*** Opening Provided material ***
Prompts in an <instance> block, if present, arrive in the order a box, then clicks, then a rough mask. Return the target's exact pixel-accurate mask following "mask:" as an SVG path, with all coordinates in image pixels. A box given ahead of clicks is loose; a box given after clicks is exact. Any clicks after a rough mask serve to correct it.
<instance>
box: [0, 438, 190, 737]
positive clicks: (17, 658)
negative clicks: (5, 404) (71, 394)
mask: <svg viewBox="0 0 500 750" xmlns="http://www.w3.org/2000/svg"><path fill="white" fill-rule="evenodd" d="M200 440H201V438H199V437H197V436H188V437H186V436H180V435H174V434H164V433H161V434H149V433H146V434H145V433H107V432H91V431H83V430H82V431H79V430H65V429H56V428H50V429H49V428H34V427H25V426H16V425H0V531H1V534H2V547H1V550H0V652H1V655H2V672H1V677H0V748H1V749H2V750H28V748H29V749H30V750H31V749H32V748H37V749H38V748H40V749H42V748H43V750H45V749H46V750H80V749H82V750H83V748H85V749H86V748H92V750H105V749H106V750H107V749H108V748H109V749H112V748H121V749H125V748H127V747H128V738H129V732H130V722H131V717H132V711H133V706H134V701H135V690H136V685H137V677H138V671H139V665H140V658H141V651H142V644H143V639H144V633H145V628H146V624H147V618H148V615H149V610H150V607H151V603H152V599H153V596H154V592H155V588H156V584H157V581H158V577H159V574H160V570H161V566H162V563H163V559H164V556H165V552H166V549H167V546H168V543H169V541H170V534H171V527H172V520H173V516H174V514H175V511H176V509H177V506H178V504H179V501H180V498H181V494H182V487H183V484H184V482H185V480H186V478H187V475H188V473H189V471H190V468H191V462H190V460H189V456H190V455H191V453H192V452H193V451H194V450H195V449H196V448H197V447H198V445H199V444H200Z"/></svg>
*** Closing Provided material ***
Task objective ▸
Can you reproduce the records with every instance of "rough mask" swapped for "coarse mask" and nothing else altered?

Solution to this problem ▸
Prompts in an <instance> block, if present, arrive in the order a box, then clicks, then a coarse mask. Return the target's exact pixel-accurate mask following "mask:" as an SVG path, with all coordinates in image pixels. A box given ahead of clicks is loose; a box given after clicks is exact. Any clicks after a coarse mask serve to correct it.
<instance>
box: [0, 438, 190, 737]
positive clicks: (17, 658)
negative clicks: (5, 404) (71, 394)
mask: <svg viewBox="0 0 500 750" xmlns="http://www.w3.org/2000/svg"><path fill="white" fill-rule="evenodd" d="M200 440H201V438H199V437H197V436H188V437H186V436H180V435H174V434H164V433H161V434H149V433H146V434H145V433H107V432H91V431H83V430H82V431H79V430H65V429H56V428H50V429H49V428H34V427H25V426H16V425H0V531H1V534H2V547H1V550H0V652H1V655H2V672H1V677H0V748H1V749H2V750H28V748H29V749H30V750H31V749H32V748H37V749H38V748H40V749H42V748H43V750H45V749H46V750H80V749H82V750H83V748H85V749H86V748H92V750H105V749H106V750H107V749H108V748H109V749H112V748H121V749H125V748H127V747H128V738H129V732H130V722H131V717H132V711H133V706H134V701H135V690H136V685H137V677H138V671H139V665H140V658H141V651H142V644H143V639H144V633H145V628H146V624H147V618H148V615H149V610H150V607H151V603H152V599H153V596H154V592H155V588H156V584H157V581H158V577H159V574H160V570H161V566H162V563H163V559H164V556H165V552H166V549H167V546H168V543H169V541H170V534H171V527H172V520H173V516H174V514H175V511H176V509H177V506H178V504H179V501H180V498H181V494H182V487H183V484H184V482H185V480H186V478H187V475H188V473H189V471H190V468H191V462H190V460H189V456H190V455H191V453H192V452H193V451H194V450H195V449H196V448H197V447H198V445H199V444H200Z"/></svg>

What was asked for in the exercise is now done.